(Object location annotation data)
+ + +

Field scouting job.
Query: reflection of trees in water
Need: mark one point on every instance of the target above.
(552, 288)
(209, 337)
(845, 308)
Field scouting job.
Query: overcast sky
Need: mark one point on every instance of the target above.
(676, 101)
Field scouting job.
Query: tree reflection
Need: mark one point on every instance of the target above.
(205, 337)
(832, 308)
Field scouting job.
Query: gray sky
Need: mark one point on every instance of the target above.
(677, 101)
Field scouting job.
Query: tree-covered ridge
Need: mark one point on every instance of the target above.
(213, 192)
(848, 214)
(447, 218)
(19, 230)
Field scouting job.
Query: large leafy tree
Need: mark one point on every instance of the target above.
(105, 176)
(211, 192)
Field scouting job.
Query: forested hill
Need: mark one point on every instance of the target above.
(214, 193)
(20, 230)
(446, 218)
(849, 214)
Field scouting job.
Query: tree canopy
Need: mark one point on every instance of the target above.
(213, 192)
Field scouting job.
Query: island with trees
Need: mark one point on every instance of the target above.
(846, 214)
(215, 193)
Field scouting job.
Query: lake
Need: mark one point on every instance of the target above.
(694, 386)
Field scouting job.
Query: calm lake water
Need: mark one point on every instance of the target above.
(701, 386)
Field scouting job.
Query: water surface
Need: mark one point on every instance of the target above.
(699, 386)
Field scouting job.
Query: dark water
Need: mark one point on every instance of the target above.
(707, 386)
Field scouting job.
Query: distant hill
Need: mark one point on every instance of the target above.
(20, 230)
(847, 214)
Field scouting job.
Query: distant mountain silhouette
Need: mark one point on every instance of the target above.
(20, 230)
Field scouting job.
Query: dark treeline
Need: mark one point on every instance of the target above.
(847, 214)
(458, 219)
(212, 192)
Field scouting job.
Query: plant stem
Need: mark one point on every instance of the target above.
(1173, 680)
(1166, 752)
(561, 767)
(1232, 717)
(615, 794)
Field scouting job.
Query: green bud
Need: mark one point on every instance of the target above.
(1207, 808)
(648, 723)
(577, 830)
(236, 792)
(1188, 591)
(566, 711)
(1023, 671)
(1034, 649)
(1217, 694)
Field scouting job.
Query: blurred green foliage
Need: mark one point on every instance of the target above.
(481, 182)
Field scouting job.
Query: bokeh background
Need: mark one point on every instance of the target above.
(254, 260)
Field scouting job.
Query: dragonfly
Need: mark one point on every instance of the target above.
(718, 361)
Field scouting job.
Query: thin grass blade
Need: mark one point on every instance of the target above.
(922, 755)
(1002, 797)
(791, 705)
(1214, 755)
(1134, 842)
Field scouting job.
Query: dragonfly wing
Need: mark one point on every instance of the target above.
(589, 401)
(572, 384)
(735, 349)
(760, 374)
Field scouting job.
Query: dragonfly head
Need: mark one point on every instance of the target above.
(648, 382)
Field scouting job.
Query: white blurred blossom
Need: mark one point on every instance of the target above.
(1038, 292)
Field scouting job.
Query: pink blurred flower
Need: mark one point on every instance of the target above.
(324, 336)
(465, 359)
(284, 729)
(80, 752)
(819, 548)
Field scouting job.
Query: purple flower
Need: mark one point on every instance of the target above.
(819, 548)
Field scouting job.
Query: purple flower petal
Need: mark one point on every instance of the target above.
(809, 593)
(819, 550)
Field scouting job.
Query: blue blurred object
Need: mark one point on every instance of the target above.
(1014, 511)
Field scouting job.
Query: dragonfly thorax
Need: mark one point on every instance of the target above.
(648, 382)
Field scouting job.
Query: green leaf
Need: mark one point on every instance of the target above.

+ + +

# Stated task:
Write the data from above out again, exactly.

# Full answer:
Field scouting job.
Query: reflection of trees in water
Need: mark one point on every instance of the target above.
(552, 288)
(209, 337)
(845, 308)
Field scouting job.
Query: overcast sky
Need: mark one point on every instance of the target above.
(676, 101)
Field scouting job.
Query: tree reflection
Need: mark one point on every instance of the target above.
(205, 337)
(832, 308)
Field scouting job.
Query: gray sky
Need: mark one point on every instance of the target above.
(677, 101)
Field scouting job.
Query: tree-covered ridge
Need: mark one point on every instance of the target above.
(213, 192)
(848, 214)
(447, 218)
(19, 230)
Field scouting job.
Query: large leafy tree
Need: mark one point on every instance of the target above.
(105, 176)
(211, 192)
Field scouting job.
Query: forested hill
Need: mark one point on every instance of the target above.
(214, 193)
(20, 230)
(446, 218)
(849, 214)
Field scouting job.
Query: tree canopy
Need: mark one point on every instance of the target above.
(213, 192)
Field scouting job.
Query: island with trees
Need: mark one point on every instance of the target above.
(846, 214)
(215, 193)
Field scouting job.
Query: lake
Need: mark one point on every instance of the target above.
(694, 386)
Field scouting job.
Query: calm lake water
Need: mark one point on every instance of the target above.
(701, 386)
Field scouting job.
Query: water surface
Need: mark one point on every instance of the target above.
(699, 386)
Field scouting job.
Query: dark water
Need: mark one point on every instance of the target above.
(707, 386)
Field scouting job.
Query: distant hill
Need: mark one point on every instance of the target above.
(20, 230)
(847, 214)
Field scouting job.
Query: distant mountain silhouette
Need: mark one point on every instance of the target above.
(20, 230)
Field scouting job.
Query: dark treeline
Need: mark one point on every instance of the target above.
(847, 214)
(458, 219)
(212, 192)
Field scouting job.
Query: plant stem
Need: mark one point on every instance of the target above.
(1173, 680)
(1166, 752)
(561, 767)
(1232, 717)
(615, 794)
Field scouting job.
Query: green bud
Need: mark one point on every instance of the target above.
(1207, 808)
(648, 723)
(577, 830)
(236, 792)
(1188, 591)
(566, 711)
(1023, 671)
(1034, 649)
(1217, 694)
Field scouting job.
Query: blurred green foliage
Need: mark one point on every instance of the target above.
(481, 182)
Field scouting job.
Query: bokeh background
Need: mark one point on every instance of the target above.
(254, 260)
Field scouting job.
Query: dragonfly
Need: mark one point on every instance of the target above.
(718, 361)
Field scouting job.
Query: thin grass blade
Need: mark one point on every instance of the target above.
(922, 755)
(1002, 797)
(791, 705)
(1214, 755)
(1134, 842)
Field scouting job.
Query: dragonfly wing
Need: mark one point on every instance of the target above.
(589, 401)
(572, 384)
(735, 349)
(760, 374)
Field scouting job.
Query: dragonfly head
Need: mark one point on every instance of the target above.
(648, 382)
Field scouting job.
Query: white blurred blossom
Need: mark one point on every instance of the target above.
(1038, 292)
Field scouting job.
Query: pink blurred flower
Need: mark one point on every instance of the target above.
(324, 336)
(465, 359)
(284, 729)
(80, 752)
(819, 548)
Field scouting job.
Query: purple flower
Need: mark one point on every instance of the target above.
(819, 548)
Field scouting job.
Query: purple flower petal
Need: mark one point on every instance of the target above.
(809, 593)
(819, 550)
Field scouting job.
Query: blue blurred object
Need: mark one point on every instance of the target above.
(1014, 511)
Field scouting job.
Query: dragonfly thorax
Need: mark one point on every instance of the target above.
(648, 382)
Field scouting job.
Query: green leaf
Need: mark one point on every instance of the target above.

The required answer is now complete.